**What needs to be done:** Could you copy every line of the data that contains "below"?

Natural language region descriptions
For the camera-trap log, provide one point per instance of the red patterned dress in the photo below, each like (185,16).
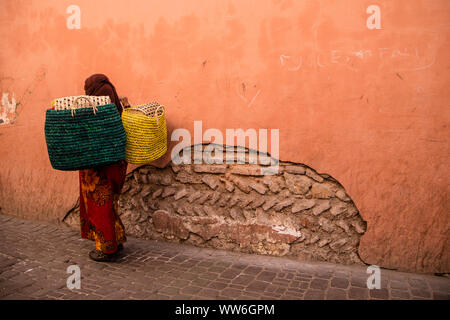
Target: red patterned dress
(99,194)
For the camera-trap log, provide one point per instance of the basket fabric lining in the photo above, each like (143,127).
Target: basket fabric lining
(84,140)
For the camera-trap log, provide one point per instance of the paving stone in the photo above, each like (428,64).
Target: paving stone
(358,293)
(33,266)
(336,294)
(382,293)
(339,283)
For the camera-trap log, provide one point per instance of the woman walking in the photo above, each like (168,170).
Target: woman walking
(100,189)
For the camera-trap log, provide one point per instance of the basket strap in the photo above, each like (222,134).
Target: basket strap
(94,108)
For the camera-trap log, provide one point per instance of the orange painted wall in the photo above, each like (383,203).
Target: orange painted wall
(368,107)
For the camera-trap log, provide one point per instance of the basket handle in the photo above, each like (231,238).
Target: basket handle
(156,114)
(94,108)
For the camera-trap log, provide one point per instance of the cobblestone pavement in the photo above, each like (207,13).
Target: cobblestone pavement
(34,258)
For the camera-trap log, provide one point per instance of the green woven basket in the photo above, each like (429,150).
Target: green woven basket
(85,137)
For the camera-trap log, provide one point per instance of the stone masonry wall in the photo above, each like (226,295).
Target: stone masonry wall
(296,212)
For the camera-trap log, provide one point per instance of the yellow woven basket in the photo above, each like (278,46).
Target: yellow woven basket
(145,126)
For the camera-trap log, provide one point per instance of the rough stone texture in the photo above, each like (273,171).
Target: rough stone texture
(232,207)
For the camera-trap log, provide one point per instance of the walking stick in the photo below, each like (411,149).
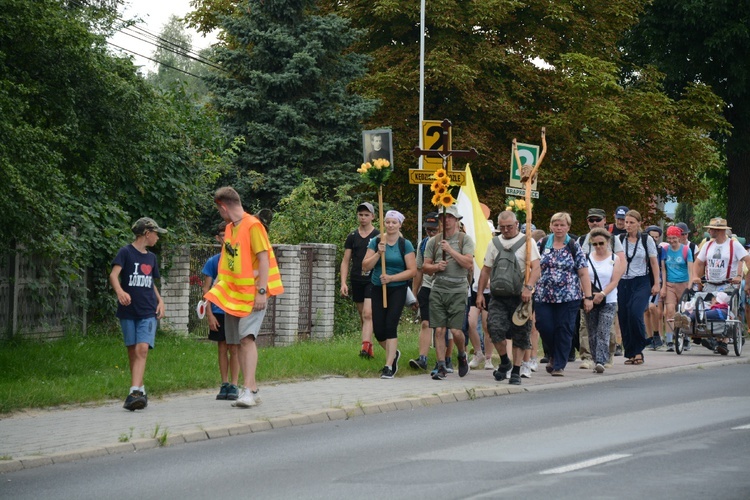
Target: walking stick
(527,176)
(382,238)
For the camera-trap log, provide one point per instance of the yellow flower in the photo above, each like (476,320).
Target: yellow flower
(447,200)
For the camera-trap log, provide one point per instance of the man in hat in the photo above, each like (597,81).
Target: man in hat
(139,304)
(501,308)
(422,286)
(719,262)
(449,257)
(355,248)
(619,226)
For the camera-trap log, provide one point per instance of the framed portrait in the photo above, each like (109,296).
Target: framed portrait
(377,144)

**Your solution:**
For the camera-trap log, provide one point per instance of the red patterned dress in the photo below, each like (185,16).
For the camera-trap log, provide one point per instance of the walking stick in the photo below, each like (411,149).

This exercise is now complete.